DATA PROVIDED:
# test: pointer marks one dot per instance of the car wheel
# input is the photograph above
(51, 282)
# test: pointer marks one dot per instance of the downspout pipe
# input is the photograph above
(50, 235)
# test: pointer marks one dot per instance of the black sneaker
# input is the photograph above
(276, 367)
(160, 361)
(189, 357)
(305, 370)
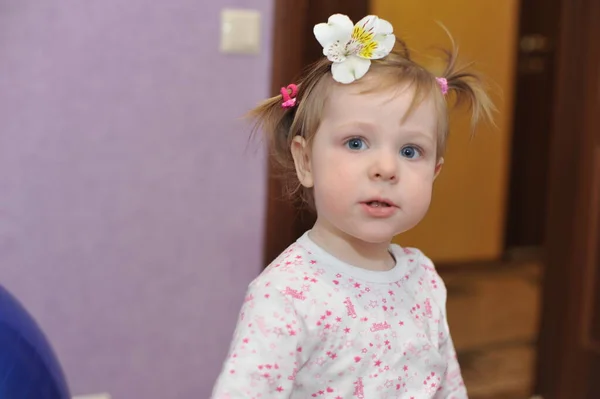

HOW TO COMPLETE THIS TASK: For this exercise, return the material word for word and drop each image.

OUTPUT FOR THIS EXERCISE:
# test: pointer marks one dot per instance of the car wheel
# input is the photograph above
(51, 282)
# test: pointer marks one dot per instance of the downspout pipe
# input is the photograph above
(50, 235)
# test: pointer marks one dot per instance of the black sneaker
# input is the photograph above
(276, 367)
(160, 361)
(189, 357)
(305, 370)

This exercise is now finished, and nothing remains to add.